*** Listed records ***

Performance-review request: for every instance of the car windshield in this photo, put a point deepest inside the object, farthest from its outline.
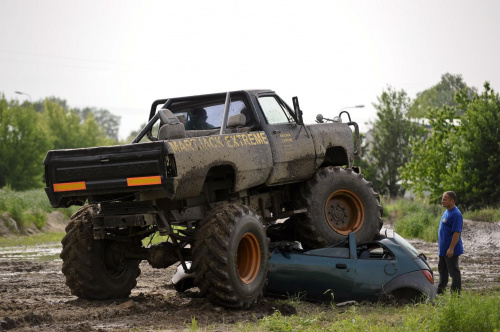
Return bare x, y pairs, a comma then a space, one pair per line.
402, 242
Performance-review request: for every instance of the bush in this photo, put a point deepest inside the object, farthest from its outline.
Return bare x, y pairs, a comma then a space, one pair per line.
415, 219
488, 214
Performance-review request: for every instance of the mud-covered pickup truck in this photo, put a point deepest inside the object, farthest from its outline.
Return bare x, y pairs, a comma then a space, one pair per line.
214, 177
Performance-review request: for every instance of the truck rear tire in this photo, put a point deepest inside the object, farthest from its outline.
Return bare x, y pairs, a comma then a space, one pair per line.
338, 201
230, 256
95, 269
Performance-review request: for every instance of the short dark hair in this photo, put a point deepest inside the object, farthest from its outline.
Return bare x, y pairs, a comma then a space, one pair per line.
452, 195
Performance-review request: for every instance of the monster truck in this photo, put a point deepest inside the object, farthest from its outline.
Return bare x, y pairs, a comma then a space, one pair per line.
215, 174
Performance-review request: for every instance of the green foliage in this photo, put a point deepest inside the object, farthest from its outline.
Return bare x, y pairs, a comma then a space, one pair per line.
22, 145
66, 130
416, 219
25, 207
28, 131
461, 157
470, 312
432, 162
487, 214
107, 121
440, 95
389, 147
28, 207
467, 313
477, 146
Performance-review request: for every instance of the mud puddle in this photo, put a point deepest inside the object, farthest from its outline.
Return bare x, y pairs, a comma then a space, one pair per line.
33, 294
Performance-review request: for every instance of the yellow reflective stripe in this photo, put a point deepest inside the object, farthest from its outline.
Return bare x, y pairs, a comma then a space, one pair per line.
69, 186
143, 181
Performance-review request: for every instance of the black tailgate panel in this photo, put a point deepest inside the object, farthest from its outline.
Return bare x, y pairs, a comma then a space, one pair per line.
103, 171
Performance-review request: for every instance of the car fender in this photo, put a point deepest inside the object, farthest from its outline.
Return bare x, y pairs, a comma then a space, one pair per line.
414, 280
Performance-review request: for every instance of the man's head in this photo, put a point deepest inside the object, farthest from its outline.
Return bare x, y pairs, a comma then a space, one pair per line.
449, 199
199, 115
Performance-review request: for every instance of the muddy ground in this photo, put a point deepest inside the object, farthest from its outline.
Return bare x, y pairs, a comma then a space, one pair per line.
33, 295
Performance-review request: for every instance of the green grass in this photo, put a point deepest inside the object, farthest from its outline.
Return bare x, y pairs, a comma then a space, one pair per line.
488, 214
415, 219
32, 240
28, 207
470, 312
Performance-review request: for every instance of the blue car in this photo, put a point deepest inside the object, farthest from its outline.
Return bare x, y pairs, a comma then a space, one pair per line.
384, 269
389, 267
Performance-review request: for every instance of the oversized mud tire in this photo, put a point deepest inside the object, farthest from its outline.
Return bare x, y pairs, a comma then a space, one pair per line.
230, 256
339, 201
91, 266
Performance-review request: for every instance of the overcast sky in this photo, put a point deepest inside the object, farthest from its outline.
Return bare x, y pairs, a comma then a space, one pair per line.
122, 55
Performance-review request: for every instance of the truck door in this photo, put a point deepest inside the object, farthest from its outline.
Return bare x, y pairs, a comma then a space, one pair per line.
291, 145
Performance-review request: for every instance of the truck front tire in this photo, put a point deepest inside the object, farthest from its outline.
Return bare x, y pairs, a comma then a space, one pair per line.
339, 201
95, 269
231, 256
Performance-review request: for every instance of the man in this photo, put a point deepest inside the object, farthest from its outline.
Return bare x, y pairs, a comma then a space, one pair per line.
450, 244
198, 120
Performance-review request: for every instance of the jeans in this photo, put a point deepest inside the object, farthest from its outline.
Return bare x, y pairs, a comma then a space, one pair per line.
449, 266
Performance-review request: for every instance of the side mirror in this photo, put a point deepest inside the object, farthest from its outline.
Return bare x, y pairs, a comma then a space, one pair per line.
297, 110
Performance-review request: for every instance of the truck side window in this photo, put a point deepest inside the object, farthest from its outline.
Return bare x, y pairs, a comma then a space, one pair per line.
274, 112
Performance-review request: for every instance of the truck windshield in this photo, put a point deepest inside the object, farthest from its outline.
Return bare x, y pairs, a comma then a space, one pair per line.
207, 116
274, 111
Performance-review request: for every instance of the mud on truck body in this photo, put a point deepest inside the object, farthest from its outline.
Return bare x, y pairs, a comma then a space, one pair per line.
216, 187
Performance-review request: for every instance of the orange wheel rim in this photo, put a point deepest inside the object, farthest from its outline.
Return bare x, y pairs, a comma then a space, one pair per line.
248, 258
344, 212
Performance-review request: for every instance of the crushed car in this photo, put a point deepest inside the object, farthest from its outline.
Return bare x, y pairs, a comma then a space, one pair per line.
383, 269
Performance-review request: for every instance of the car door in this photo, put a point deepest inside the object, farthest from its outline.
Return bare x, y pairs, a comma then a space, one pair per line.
375, 267
292, 146
313, 276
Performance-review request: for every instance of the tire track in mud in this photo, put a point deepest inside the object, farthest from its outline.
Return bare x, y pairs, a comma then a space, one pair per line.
33, 293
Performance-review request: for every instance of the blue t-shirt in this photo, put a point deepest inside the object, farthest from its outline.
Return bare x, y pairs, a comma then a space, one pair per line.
451, 222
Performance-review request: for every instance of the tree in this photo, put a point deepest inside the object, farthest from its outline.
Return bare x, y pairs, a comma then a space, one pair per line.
433, 160
478, 149
439, 95
109, 122
66, 130
23, 145
461, 156
389, 148
106, 120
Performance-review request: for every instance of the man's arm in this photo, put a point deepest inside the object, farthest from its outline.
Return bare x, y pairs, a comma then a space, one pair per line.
454, 241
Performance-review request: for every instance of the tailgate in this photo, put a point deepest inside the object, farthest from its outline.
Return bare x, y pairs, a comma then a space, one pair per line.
103, 173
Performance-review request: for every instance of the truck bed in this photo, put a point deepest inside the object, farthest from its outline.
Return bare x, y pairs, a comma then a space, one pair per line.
104, 173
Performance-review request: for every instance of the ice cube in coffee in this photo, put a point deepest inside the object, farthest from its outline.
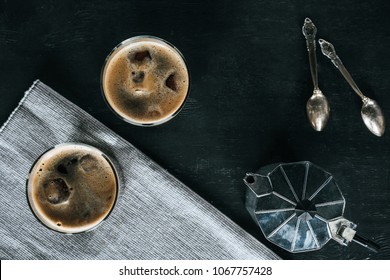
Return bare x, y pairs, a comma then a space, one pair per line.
145, 80
72, 188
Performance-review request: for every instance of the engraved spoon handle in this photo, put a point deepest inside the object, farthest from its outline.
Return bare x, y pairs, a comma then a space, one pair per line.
329, 51
309, 30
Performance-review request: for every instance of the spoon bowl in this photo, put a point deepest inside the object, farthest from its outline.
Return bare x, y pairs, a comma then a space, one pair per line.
317, 109
373, 117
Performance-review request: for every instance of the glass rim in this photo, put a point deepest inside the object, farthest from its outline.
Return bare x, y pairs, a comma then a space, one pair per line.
86, 228
116, 49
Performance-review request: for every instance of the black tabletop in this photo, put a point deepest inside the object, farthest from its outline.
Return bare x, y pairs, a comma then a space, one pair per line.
250, 81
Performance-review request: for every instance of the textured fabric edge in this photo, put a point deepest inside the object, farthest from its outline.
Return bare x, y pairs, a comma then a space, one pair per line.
26, 94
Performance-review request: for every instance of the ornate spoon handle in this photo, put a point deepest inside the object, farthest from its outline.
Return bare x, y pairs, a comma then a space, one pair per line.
309, 30
329, 51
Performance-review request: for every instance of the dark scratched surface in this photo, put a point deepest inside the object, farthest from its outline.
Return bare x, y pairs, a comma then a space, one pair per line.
250, 81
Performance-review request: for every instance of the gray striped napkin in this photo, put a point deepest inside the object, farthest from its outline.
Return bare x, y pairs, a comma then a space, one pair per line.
157, 217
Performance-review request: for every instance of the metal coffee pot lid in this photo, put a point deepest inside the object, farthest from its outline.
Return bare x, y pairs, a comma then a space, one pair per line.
299, 207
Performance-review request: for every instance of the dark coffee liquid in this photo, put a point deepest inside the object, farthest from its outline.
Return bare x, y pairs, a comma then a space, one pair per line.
72, 188
145, 81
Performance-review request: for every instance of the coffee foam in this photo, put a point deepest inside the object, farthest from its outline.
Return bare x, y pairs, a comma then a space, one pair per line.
72, 188
145, 81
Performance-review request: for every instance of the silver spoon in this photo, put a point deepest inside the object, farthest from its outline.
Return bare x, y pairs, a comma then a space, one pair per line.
317, 107
371, 112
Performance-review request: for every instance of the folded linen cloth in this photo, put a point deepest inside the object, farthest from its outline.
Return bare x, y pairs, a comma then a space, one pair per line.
157, 217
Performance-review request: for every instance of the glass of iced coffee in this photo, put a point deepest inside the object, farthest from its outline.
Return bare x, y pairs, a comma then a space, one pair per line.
145, 80
72, 187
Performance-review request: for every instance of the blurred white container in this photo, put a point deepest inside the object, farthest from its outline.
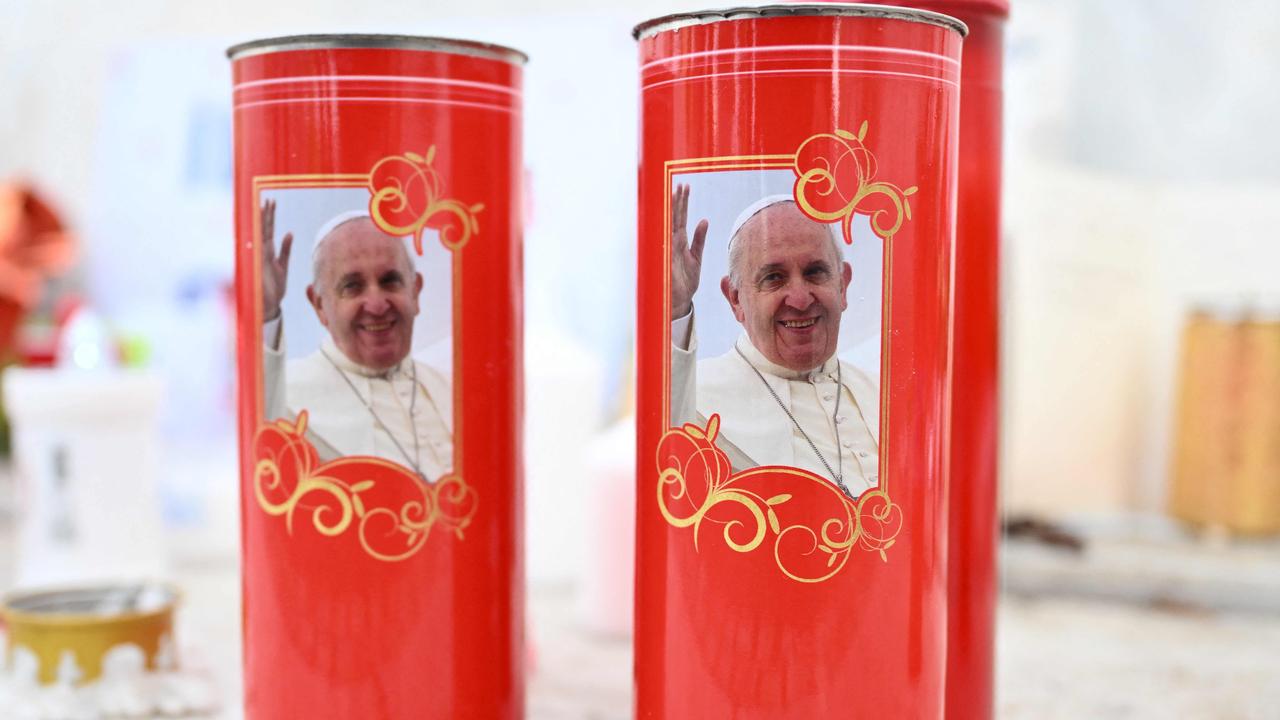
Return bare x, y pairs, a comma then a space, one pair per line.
86, 454
607, 586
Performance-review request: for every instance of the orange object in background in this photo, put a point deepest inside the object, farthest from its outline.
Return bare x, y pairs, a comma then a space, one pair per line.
35, 245
1226, 464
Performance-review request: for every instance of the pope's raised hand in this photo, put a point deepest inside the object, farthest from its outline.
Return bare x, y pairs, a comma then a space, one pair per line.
686, 258
275, 267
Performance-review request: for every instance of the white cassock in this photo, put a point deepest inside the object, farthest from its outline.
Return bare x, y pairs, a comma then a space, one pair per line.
341, 413
755, 431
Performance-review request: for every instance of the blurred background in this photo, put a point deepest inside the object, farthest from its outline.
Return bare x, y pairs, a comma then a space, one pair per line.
1141, 291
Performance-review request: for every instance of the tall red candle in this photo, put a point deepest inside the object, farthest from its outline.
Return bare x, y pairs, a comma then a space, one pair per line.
379, 323
794, 361
974, 399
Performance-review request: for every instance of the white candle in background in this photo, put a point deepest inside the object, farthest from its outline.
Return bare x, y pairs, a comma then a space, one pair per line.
607, 584
86, 451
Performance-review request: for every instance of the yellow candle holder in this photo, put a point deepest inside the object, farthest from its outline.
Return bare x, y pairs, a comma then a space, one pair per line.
87, 623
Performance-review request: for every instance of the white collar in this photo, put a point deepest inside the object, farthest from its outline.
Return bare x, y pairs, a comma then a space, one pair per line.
759, 361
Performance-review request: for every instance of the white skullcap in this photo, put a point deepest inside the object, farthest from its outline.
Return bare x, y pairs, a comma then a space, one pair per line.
753, 209
333, 224
768, 201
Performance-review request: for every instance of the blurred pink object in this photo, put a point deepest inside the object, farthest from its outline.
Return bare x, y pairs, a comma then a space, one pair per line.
33, 246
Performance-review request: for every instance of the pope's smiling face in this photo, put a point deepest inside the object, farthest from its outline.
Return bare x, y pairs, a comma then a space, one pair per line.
790, 288
365, 294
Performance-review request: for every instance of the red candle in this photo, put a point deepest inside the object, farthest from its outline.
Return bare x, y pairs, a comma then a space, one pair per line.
798, 188
379, 317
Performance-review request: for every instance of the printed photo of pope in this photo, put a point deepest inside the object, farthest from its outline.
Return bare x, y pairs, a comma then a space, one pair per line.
362, 390
782, 393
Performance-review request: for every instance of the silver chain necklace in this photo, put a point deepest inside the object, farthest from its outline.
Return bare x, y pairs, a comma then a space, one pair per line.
840, 456
369, 405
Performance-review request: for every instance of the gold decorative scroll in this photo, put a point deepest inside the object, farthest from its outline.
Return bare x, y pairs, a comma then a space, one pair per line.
836, 181
407, 199
341, 495
696, 487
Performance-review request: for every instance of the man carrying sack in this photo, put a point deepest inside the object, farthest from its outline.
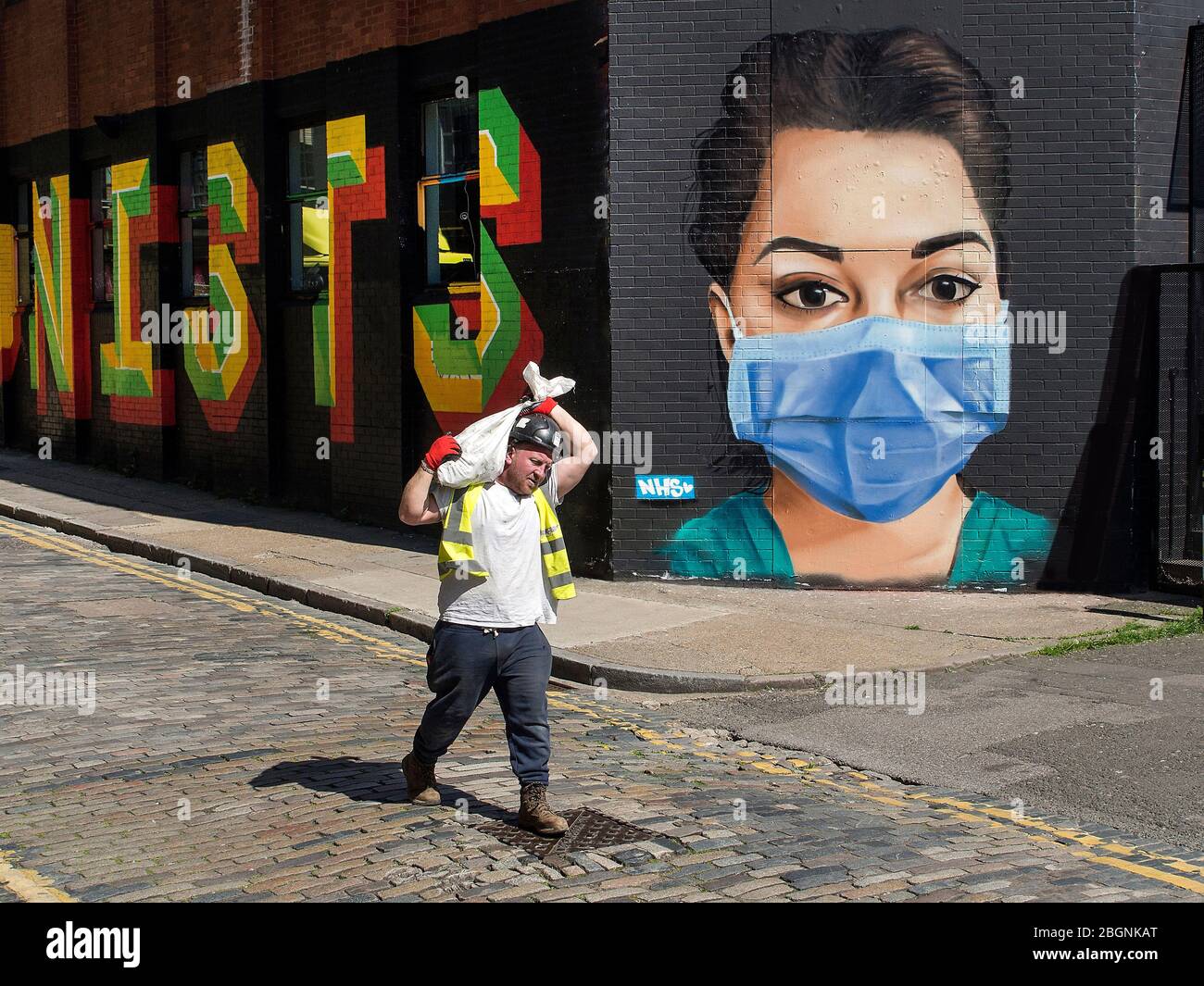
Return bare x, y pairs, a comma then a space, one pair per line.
502, 569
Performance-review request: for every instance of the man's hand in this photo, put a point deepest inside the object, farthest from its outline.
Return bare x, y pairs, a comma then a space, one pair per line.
545, 407
581, 450
442, 449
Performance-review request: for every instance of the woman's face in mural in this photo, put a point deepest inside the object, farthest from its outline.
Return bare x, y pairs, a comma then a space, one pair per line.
854, 224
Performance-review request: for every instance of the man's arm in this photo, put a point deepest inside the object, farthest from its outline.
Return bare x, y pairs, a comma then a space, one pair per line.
579, 450
418, 505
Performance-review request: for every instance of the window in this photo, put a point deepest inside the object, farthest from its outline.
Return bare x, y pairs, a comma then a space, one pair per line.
23, 243
101, 225
449, 193
194, 224
308, 209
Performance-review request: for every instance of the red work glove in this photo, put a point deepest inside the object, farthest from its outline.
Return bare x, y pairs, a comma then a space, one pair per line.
442, 448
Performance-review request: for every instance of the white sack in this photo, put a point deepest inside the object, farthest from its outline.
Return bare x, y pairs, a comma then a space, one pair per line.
483, 443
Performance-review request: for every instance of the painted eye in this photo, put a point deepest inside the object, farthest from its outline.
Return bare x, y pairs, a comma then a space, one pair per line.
949, 288
811, 295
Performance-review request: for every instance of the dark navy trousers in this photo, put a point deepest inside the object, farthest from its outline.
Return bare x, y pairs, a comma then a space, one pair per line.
462, 664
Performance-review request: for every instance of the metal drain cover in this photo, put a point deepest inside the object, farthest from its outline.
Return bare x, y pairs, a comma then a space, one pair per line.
586, 830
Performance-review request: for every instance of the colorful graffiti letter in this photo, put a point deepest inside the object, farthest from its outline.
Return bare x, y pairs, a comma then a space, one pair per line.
10, 320
464, 375
221, 371
139, 393
356, 192
60, 321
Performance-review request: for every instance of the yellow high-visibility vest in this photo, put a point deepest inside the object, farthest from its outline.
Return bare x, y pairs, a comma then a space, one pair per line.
457, 552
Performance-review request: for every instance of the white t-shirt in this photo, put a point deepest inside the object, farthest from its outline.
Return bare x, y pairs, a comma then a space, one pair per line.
506, 542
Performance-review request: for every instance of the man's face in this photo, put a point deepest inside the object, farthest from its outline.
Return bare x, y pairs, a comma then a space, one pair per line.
526, 468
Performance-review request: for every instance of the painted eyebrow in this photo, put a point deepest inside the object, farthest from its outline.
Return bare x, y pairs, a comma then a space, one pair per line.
922, 249
937, 243
797, 244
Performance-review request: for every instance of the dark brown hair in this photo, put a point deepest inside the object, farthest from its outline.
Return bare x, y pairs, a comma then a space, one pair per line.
890, 81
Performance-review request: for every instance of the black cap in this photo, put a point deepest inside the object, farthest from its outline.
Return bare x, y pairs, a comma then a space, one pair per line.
536, 430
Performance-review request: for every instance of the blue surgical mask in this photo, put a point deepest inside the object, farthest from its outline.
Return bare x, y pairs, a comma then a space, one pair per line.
873, 417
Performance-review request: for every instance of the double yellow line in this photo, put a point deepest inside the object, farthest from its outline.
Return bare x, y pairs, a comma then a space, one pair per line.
1168, 869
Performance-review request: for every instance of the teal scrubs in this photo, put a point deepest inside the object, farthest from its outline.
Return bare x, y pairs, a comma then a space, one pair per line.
994, 535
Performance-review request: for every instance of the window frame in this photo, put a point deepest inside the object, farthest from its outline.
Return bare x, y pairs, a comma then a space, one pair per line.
99, 229
430, 180
187, 216
23, 243
294, 199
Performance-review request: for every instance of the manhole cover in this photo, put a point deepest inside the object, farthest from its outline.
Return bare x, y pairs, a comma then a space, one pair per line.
586, 830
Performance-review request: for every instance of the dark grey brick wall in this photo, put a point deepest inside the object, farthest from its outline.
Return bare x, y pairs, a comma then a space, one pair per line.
1091, 141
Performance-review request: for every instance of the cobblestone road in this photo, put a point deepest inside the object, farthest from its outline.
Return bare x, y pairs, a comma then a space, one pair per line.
244, 749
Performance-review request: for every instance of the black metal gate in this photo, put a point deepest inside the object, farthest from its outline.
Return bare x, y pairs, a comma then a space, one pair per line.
1178, 309
1179, 319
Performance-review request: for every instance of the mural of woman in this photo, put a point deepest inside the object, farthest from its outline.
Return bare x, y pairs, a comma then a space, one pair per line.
847, 207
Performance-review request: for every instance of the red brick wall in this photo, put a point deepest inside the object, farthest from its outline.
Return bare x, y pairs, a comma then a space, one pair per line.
132, 56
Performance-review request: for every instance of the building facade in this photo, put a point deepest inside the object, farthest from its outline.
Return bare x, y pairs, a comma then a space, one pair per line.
273, 247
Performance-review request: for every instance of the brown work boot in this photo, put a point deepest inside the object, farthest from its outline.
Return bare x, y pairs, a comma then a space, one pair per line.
420, 780
534, 815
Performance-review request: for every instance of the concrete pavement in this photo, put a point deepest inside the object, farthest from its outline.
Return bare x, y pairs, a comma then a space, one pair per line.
1115, 734
241, 748
649, 634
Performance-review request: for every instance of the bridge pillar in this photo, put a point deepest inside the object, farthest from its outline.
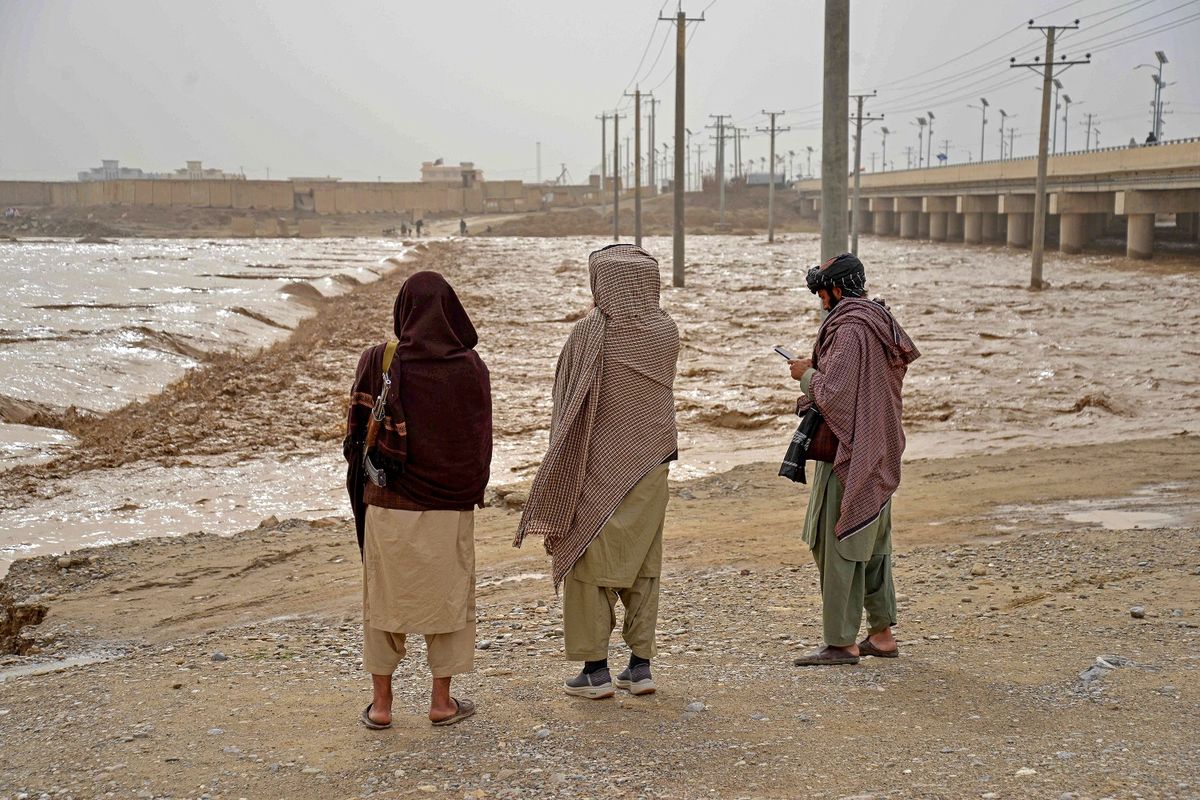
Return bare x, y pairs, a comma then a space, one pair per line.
1140, 206
1018, 229
1019, 211
990, 227
972, 227
1140, 235
1075, 212
909, 210
936, 208
937, 226
1072, 233
954, 227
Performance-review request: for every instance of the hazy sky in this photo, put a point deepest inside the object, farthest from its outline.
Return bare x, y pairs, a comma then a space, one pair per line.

***

Leaving the pictures out, set down exactly the lines from the one with "Performance-review request: for every instance of the brown" through the end of the records.

◆ **Finished exercise**
Performance-review request: for every instance of the brown work boot in this photo, put a point deepest inside the object, farthest from its outline.
Return bare x, y pairs, a comma then a space, one pair per line.
420, 780
534, 815
Performance-review request: for every instance of the concrete pavement in this photo, put a point deepest inside the object, farthest from its outline.
Return bare x, y pairs, a comma then a space, one pair per line.
1115, 734
241, 748
649, 634
Performance-review request: for every instance of the bridge pillar in this photo, put a point deepest inside the object, farthest from its outline.
Return bare x, y pairs, a comma then a space, one pair per line.
1140, 206
1018, 229
1019, 211
990, 227
972, 227
1140, 235
1075, 212
909, 210
936, 208
937, 226
1072, 233
954, 227
Performance-review request: for every instance of the hazy sky in this photo, put a point deepest inside the object, farthest from its outline.
Return bare x, y pairs, a comma then a space, one pair per line.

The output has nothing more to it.